─── Provided text ───

My other big issue was head-hopping. We jump perspectives a lot (though it does get better toward the end of the book), skipping from one character’s ideas/thoughts/views to another’s with no indication that there is a change until you have to stop for a moment and figure out whose eyes you are looking through. It makes it a bit hard sometimes to stay in the flow of the story.

Yet, Orton’s descriptions of the scenery in Scotland are absolutely lovely. I was mesmerized by the beauty he describes and so want to be walking through those glens and alongside those lochs. And the overall plot following Matt’s quest was definitely enjoyable.

So, while it was not a perfect read for me, there was enough to make me kind of like this book and even want to read the next book in the series. If you like your Arthurian legends with a healthy dash of science fiction, you’d enjoy reading this one, too.

───

- Exercises:
a) According to the book review, what was the reviewer's other big issue with the book?
b) Rewrite the stretch of the book review from "So, while it" through "this one, too.", switching "science fiction" to "fantasy".
The entries have nothing to do with the book review.

─── Extracted records ───

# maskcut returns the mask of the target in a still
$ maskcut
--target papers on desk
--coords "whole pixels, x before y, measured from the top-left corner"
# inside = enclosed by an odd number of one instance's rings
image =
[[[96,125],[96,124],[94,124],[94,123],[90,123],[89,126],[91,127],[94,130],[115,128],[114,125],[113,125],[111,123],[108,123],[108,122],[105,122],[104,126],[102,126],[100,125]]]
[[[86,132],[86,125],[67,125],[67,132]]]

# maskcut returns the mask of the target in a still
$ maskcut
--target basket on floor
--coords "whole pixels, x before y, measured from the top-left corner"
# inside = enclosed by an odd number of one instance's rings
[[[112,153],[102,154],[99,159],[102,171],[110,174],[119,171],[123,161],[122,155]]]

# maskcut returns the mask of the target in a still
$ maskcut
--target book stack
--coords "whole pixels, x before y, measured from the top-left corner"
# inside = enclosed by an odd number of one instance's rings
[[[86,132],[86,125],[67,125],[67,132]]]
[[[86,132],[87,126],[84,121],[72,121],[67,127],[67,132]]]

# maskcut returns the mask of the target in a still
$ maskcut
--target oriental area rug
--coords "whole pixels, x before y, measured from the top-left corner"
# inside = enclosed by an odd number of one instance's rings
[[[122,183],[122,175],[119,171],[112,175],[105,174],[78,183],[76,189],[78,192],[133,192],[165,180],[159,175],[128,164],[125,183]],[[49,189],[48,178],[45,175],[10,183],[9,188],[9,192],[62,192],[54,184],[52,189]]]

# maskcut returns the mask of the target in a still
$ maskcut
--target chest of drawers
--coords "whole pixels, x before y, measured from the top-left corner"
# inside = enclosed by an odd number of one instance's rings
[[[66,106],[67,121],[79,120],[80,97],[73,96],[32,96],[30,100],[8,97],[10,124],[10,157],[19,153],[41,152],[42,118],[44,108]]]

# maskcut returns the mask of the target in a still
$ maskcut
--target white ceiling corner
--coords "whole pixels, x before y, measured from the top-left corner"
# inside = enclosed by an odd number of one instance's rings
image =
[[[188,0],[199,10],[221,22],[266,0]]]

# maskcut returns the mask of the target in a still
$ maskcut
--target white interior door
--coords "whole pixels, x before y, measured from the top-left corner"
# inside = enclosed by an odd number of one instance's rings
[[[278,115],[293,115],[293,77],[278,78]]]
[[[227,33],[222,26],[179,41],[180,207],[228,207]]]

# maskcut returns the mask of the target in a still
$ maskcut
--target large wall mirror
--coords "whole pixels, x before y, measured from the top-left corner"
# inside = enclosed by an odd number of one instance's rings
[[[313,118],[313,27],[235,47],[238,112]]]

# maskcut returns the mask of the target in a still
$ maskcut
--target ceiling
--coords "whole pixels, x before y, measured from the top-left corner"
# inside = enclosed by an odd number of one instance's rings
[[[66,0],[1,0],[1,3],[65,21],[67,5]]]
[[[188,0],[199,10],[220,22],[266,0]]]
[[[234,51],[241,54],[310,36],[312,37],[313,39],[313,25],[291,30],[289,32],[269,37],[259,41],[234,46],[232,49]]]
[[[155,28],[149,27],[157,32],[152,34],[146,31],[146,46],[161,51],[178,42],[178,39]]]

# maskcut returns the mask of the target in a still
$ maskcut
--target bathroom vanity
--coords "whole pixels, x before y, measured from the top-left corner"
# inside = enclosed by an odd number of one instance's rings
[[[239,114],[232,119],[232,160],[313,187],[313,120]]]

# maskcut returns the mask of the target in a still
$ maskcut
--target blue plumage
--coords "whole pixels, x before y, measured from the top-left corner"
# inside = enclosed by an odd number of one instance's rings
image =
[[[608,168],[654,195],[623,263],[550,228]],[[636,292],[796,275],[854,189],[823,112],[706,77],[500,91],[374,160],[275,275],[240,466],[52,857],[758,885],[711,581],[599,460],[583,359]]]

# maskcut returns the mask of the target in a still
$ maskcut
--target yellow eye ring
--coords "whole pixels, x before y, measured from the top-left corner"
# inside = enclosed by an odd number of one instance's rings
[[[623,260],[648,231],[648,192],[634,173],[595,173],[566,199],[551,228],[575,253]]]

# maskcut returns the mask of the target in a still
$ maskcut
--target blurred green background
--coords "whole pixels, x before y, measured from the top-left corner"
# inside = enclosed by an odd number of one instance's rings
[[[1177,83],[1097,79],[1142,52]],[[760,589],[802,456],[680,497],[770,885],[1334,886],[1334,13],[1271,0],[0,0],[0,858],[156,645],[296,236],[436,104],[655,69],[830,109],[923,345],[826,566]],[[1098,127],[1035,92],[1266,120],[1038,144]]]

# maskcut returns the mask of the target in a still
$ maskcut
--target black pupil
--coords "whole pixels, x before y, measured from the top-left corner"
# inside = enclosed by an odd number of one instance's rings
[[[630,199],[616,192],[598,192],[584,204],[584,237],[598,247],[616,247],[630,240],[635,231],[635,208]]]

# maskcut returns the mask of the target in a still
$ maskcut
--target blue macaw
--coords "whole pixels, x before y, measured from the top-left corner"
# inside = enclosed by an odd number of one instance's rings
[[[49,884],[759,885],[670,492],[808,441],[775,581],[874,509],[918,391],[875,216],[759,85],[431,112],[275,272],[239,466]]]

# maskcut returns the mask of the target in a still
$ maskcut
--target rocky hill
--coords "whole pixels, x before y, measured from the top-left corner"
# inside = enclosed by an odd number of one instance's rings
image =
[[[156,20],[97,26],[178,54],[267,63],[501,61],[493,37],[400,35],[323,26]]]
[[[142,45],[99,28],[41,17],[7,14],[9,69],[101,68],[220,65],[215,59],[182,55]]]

───

- Answers below:
a) Head-hopping.

b)
So, while it was not a perfect read for me, there was enough to make me kind of like this book and even want to read the next book in the series. If you like your Arthurian legends with a healthy dash of fantasy, you’d enjoy reading this one, too.